Условия задания —
• a. Представьте фрагмент листинга от строки, содержащей «Flashcard — Front: Where is the white boat», до строки, содержащей «[67, 0, 300, 36]», включительно в виде CSV с двумя столбцами «запрос» и «результат»: по одной строке на каждый запрос, каждое значение в одном поле в кавычках, переносы строк заменены пробелами.
• b. Продолжите воспоминания о детстве и матери, начиная сразу после последнего предложения текстового блока.

Текстовый блок —
◇ ◇ ◇ ◇ ◇
Дело о гибели Российской империи - страница 2
Мать свою я любил бесконечно.
Величайшим в раннем детстве было для меня счастьем забраться к ней за спину, когда она по вечерам читала или вышивала, сидя у лампы, на своем «вольтеровском» кресле, и играть с завитками ее волос у шеи и целовать их. Иногда я тут же и засыпал, свернувшись клубочком, или притворялся спящим, потому что тогда она сама уносила меня в кроватку и помогала раздевать меня. Я обнимал ее шею и долго не отпускал от себя.
Я был большим «плаксой». Бесчисленные мои кузины, носившие меня на руках, не напрасно утверждали, что у меня «глаза на мокром месте». Но это было не от капризов, а от чрезмерной впечатлительности.
◇ ◇ ◇ ◇ ◇
Исходный листинг —
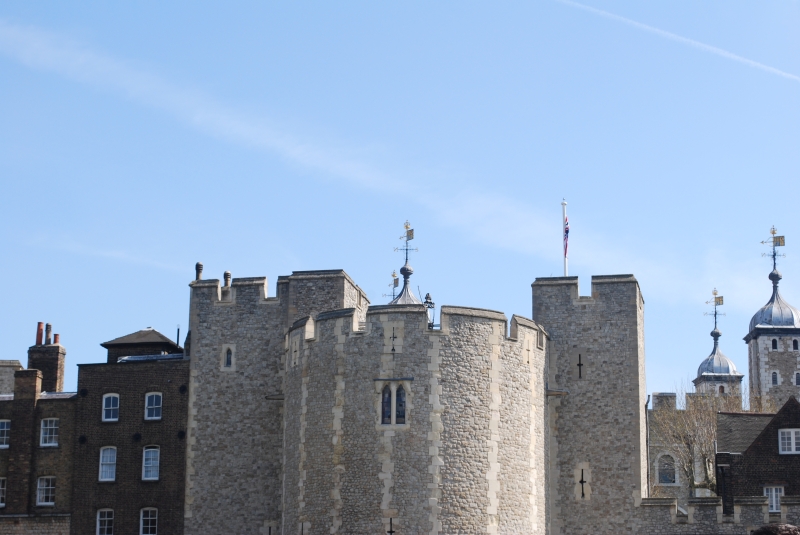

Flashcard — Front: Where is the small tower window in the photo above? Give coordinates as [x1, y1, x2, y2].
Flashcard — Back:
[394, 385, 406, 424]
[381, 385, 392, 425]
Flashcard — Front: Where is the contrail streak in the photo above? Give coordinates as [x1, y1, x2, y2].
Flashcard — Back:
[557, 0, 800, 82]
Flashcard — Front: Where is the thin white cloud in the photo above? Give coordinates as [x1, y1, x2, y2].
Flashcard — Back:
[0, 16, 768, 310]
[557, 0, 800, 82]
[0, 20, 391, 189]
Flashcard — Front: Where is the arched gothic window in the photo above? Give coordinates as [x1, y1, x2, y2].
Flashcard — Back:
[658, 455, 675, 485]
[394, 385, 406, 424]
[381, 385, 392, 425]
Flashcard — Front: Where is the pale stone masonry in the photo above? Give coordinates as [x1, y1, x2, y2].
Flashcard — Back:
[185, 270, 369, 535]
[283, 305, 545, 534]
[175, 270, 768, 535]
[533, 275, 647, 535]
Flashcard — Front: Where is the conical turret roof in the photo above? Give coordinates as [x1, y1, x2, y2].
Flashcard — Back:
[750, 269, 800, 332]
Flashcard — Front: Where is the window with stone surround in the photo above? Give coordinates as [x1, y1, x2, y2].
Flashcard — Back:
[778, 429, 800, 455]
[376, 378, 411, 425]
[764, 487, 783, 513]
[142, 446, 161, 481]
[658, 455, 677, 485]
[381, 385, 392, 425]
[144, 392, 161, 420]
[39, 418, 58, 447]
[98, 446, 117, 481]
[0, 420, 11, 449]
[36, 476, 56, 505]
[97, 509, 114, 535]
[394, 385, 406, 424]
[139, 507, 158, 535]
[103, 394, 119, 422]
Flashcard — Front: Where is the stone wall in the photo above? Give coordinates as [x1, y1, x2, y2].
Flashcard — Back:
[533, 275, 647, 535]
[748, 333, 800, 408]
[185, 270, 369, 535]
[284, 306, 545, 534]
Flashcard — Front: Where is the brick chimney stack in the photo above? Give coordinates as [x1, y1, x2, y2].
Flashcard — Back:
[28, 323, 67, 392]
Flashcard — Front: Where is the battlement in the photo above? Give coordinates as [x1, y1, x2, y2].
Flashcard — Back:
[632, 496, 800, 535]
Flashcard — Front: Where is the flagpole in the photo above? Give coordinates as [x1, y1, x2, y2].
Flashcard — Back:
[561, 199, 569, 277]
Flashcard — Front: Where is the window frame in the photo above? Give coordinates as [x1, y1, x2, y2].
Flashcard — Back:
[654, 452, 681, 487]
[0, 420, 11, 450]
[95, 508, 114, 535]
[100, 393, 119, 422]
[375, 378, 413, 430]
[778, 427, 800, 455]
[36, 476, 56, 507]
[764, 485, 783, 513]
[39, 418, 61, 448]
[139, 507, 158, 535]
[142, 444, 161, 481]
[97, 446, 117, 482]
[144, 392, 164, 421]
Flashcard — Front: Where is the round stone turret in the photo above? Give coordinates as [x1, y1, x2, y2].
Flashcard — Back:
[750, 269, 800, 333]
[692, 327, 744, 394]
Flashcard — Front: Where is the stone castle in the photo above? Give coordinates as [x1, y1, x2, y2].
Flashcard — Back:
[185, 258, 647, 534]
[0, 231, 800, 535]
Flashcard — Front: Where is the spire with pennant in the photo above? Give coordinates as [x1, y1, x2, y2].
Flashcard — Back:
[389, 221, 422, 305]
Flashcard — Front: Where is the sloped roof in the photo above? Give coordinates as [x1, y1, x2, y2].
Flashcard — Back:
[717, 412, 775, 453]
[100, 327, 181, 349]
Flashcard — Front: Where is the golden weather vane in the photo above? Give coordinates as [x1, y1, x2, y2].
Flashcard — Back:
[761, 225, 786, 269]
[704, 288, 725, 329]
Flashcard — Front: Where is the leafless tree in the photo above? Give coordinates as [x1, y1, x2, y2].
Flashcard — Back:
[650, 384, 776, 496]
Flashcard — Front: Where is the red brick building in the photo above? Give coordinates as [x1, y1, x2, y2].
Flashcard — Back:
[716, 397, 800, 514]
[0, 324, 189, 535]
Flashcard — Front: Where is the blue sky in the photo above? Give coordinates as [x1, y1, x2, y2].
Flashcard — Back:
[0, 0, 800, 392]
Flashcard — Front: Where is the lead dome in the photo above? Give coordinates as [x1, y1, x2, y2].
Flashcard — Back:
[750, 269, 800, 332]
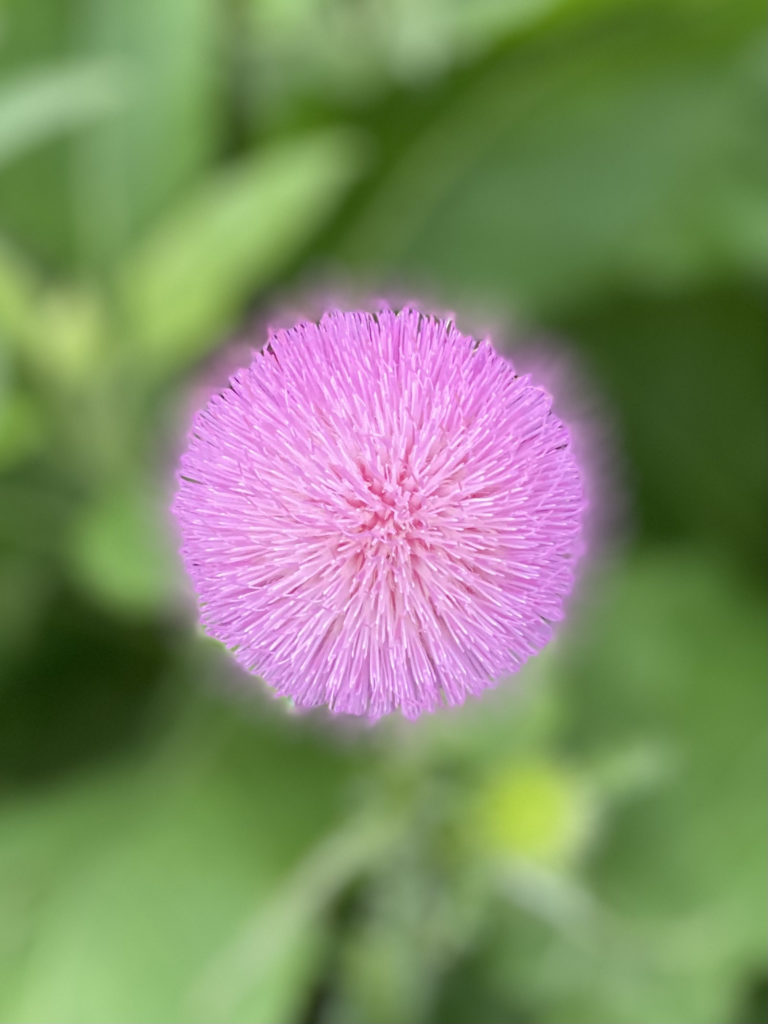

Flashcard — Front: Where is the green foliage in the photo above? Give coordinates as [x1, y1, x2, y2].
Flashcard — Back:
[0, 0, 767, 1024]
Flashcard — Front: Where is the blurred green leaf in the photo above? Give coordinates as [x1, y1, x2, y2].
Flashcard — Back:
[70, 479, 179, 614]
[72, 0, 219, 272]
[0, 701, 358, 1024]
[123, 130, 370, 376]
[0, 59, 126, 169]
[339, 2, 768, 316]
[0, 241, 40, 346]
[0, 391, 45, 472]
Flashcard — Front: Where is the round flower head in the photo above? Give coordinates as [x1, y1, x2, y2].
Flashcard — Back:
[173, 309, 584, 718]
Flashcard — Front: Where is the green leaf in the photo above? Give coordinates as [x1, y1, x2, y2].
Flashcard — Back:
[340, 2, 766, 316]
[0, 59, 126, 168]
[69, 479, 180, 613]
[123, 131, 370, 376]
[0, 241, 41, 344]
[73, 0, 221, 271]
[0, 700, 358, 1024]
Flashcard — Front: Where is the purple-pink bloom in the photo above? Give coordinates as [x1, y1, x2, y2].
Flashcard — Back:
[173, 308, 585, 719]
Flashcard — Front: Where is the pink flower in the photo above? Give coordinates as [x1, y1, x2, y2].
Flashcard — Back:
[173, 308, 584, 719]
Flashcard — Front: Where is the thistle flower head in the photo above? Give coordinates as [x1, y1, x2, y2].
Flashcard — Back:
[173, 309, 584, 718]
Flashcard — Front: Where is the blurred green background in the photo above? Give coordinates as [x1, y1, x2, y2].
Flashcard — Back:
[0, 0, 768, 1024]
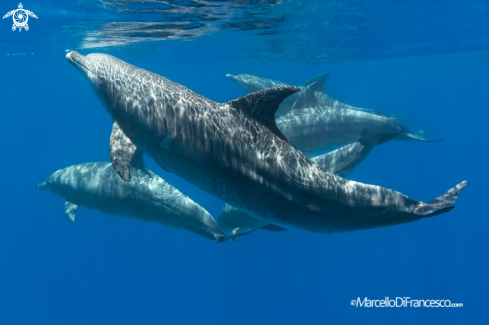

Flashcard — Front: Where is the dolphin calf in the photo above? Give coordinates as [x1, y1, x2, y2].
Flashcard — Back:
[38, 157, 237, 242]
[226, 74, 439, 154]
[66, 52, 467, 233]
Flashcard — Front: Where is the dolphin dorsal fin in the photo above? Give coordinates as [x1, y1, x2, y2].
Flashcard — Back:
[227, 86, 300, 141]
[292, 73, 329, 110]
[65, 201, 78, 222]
◇ ◇ ◇ ◇ ◇
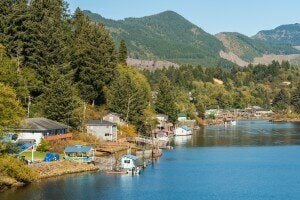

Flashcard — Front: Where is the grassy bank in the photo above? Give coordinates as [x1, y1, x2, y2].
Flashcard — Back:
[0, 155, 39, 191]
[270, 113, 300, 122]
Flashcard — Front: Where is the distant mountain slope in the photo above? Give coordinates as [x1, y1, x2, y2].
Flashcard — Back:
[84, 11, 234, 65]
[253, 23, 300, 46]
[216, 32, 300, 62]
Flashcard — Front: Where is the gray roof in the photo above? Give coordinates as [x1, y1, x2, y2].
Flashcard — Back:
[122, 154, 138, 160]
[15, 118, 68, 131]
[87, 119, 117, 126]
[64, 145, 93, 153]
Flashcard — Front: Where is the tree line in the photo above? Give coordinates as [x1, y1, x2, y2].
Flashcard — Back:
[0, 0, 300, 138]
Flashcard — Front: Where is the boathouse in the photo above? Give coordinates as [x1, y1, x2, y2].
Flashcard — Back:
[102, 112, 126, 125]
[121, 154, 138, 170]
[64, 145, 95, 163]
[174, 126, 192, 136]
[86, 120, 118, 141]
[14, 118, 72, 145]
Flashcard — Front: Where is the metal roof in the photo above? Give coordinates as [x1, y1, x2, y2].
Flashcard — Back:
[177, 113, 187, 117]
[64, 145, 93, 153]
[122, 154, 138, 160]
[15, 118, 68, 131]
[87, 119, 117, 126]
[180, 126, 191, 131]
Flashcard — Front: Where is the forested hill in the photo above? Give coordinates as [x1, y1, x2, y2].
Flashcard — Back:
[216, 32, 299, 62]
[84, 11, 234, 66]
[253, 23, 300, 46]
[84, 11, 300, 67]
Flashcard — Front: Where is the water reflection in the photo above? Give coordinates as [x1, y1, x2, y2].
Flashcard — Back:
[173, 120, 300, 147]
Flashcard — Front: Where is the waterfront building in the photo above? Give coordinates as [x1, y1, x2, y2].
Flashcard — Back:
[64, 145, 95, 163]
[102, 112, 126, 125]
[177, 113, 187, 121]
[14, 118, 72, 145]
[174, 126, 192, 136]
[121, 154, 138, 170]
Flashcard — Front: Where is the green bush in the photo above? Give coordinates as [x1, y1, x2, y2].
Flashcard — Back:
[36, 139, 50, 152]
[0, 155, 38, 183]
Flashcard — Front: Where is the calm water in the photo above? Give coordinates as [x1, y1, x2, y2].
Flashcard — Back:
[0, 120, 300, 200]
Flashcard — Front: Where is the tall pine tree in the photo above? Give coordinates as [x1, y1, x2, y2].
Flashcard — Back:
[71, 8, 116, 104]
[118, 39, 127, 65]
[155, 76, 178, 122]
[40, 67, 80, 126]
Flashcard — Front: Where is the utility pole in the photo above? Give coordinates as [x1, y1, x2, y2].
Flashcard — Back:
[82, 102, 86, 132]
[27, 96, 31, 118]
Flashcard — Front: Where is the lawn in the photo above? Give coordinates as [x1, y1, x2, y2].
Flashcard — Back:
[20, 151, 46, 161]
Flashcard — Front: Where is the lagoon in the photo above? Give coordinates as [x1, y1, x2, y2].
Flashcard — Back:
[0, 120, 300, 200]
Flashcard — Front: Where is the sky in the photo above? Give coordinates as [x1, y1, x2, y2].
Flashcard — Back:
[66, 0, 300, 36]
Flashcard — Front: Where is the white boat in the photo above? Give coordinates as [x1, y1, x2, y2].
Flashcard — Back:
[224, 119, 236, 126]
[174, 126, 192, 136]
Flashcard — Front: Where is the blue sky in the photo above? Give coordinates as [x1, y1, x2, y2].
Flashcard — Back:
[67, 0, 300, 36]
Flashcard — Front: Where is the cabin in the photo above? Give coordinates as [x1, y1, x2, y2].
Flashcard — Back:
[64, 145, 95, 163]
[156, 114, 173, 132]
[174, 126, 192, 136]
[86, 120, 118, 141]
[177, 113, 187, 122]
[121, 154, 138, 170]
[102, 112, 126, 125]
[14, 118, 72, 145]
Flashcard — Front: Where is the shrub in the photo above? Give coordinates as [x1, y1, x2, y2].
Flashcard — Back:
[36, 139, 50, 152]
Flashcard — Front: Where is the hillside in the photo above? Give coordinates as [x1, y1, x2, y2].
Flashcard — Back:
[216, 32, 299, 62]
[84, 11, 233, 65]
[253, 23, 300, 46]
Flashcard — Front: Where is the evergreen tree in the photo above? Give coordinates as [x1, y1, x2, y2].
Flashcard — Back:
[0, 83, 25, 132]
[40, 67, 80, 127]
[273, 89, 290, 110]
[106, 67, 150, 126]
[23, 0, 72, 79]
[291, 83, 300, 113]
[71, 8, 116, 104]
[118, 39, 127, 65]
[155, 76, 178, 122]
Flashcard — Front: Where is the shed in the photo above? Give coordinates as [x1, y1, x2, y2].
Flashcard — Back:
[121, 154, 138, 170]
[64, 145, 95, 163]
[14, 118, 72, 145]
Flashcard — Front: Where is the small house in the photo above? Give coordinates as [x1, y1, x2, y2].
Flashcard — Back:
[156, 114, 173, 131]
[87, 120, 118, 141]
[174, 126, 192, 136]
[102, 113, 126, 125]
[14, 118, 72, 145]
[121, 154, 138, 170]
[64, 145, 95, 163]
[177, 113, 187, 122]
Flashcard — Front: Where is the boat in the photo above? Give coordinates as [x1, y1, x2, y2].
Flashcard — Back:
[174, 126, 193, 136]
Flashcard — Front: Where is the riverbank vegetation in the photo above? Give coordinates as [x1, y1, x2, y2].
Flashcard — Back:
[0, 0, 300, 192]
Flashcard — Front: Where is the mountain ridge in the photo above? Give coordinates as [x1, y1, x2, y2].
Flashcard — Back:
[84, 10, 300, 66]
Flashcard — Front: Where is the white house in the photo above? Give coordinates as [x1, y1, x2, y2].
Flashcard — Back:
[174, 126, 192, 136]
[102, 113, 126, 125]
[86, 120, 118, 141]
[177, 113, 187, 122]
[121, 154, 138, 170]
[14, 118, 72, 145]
◇ ◇ ◇ ◇ ◇
Ответы —
• a.
запрос,результат
"Flashcard — Front: Where is the white boat in the photo above? Give coordinates as [x1, y1, x2, y2]. Flashcard — Back:","[224, 119, 236, 126] [174, 126, 192, 136]"
"Flashcard — Front: Where is the blue sky in the photo above? Give coordinates as [x1, y1, x2, y2]. Flashcard — Back:","[67, 0, 300, 36]"

• b.
Мать любила общество, ездила на балы и вечера, но это повторялось не слишком часто. Эти ее выезды были для меня одновременно и большим блаженством, и большой мукой. Мы с сестрой всегда присутствовали при ее туалете в эти вечера, усаживались в креслах с двух сторон ее туалетного зеркала. Какою она мне представлялась тогда красавицею с открытой шеей и округлыми матовыми плечами, в изумрудном ожерелье, таких же серьгах и фермуаре, отливавших бриллиантовыми искрами. Я понимаю теперь, почему из всех драгоценных камней изумруд до сих пор мне особливо люб.
«Женское царство» окружало меня в детстве.
Я был в то время единственный «мужчина» в доме.
Дядя Всеволод, который впоследствии был долго неразлучен со мной, в это время служил еще в Петербурге.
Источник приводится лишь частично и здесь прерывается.